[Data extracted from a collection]

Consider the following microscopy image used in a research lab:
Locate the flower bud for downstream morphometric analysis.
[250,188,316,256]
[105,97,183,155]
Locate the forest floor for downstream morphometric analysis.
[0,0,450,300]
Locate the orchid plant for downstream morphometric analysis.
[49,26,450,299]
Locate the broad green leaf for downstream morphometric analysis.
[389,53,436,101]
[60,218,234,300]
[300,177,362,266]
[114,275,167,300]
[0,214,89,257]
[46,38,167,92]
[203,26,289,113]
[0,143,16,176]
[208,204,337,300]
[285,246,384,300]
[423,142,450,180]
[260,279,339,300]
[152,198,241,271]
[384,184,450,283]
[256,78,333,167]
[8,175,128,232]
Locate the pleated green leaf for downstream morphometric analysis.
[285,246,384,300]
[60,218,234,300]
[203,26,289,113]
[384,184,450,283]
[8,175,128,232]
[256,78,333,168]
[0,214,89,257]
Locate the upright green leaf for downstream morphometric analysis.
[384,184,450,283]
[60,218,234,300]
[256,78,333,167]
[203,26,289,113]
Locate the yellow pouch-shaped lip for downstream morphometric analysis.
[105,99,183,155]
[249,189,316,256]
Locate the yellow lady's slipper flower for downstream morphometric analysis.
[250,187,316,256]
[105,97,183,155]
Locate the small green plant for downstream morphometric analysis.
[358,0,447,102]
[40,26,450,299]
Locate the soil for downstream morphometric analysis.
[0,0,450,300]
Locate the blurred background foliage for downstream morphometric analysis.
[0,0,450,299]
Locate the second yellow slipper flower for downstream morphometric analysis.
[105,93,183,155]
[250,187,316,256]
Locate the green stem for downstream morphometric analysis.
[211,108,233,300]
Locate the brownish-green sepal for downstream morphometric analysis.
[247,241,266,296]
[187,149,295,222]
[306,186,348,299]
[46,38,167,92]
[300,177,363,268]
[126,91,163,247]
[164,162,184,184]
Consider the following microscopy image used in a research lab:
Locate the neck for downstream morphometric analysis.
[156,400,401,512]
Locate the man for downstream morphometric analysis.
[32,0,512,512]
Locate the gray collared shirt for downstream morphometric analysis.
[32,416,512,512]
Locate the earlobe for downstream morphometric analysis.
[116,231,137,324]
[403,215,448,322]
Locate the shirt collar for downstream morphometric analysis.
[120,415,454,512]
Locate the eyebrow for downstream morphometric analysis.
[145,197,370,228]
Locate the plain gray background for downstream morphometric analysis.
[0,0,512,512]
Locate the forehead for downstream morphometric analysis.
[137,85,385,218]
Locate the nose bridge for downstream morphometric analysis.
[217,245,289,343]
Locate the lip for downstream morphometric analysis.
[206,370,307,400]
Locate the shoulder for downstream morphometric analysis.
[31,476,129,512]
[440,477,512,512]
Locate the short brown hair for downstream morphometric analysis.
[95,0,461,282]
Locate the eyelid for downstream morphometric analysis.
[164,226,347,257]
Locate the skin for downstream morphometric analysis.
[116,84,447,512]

## WHAT THE EXERCISE ASKS
Reproduce the lines of all the entries above without any changes.

## THE REPLY
Consider the following microscopy image used in a research lab:
Locate the flower bud for downstream morphometric analysis.
[250,188,316,256]
[105,97,183,155]
Locate the forest floor for downstream morphometric analysis.
[0,0,450,300]
Locate the orchid plant for downstream morphometric analysis.
[49,26,450,299]
Locate the broad green leaf for downstream morphometric analysis.
[389,53,436,101]
[60,218,234,300]
[300,177,362,266]
[114,275,167,300]
[0,214,89,257]
[46,38,167,92]
[203,26,289,113]
[0,143,16,176]
[208,204,337,300]
[285,246,384,300]
[423,142,450,180]
[260,279,339,300]
[152,198,241,271]
[384,184,450,283]
[256,78,333,167]
[8,175,128,232]
Locate the pleated green leaf for downstream morphometric analysis.
[285,246,384,300]
[60,218,234,300]
[203,26,289,113]
[384,184,450,283]
[8,175,128,232]
[256,78,333,168]
[0,214,89,257]
Locate the upright green leaf for downstream morphometric analysis.
[384,184,450,283]
[60,218,234,300]
[256,78,333,167]
[203,26,289,113]
Locate the yellow pouch-shaped lip for downstream morphometric analysis.
[105,99,183,155]
[249,189,316,256]
Locate the yellow lady's slipper flower for downstream morphometric analysis.
[250,187,316,256]
[105,97,183,155]
Locate the small green plant for downstream morphometric analysis.
[358,0,447,102]
[40,26,450,299]
Locate the soil for downstream morphometric analysis.
[0,0,450,300]
Locate the blurred background foliage for downstream morphometric analysis.
[0,0,450,299]
Locate the second yellow slipper flower for downstream morphometric analysis.
[105,93,183,155]
[250,187,316,256]
Locate the green stem for downstream morphometric analysis.
[211,108,233,300]
Locate the brownish-green sepal for downstream morphometric analysis.
[247,241,266,296]
[187,149,295,222]
[306,186,348,299]
[46,38,167,92]
[300,177,363,268]
[126,91,163,247]
[164,162,184,184]
Consider the following microscopy image used in a research lab:
Locate the neck for downstream morphometric analysis.
[156,400,401,512]
Locate the man for downstream morphometric analysis.
[32,0,512,512]
Locate the gray collared shirt for downstream morphometric analysis.
[32,416,512,512]
Locate the earlobe for downstream morphometric analysis.
[116,231,137,324]
[403,215,448,322]
Locate the shirt collar for downstream morphometric analysis.
[120,415,454,512]
Locate the eyebrow for downstream morphometric analysis.
[145,197,370,228]
Locate the plain gray background for downstream morphometric analysis.
[0,0,512,512]
Locate the forehead for downstream morphometric analysis.
[137,85,385,218]
Locate the nose bridge for downstream morphometric analysis.
[217,245,289,343]
Locate the lip for downstream morphometric analysis.
[206,370,307,400]
Locate the shoulder for downstream morphometric analysis.
[31,476,129,512]
[440,477,512,512]
Locate the short brown hair for downstream morphometric analysis.
[95,0,461,282]
Locate the eyelid for downstream morphometric analysis.
[164,226,347,257]
Locate the skin for downstream morphometric analysis.
[116,84,447,512]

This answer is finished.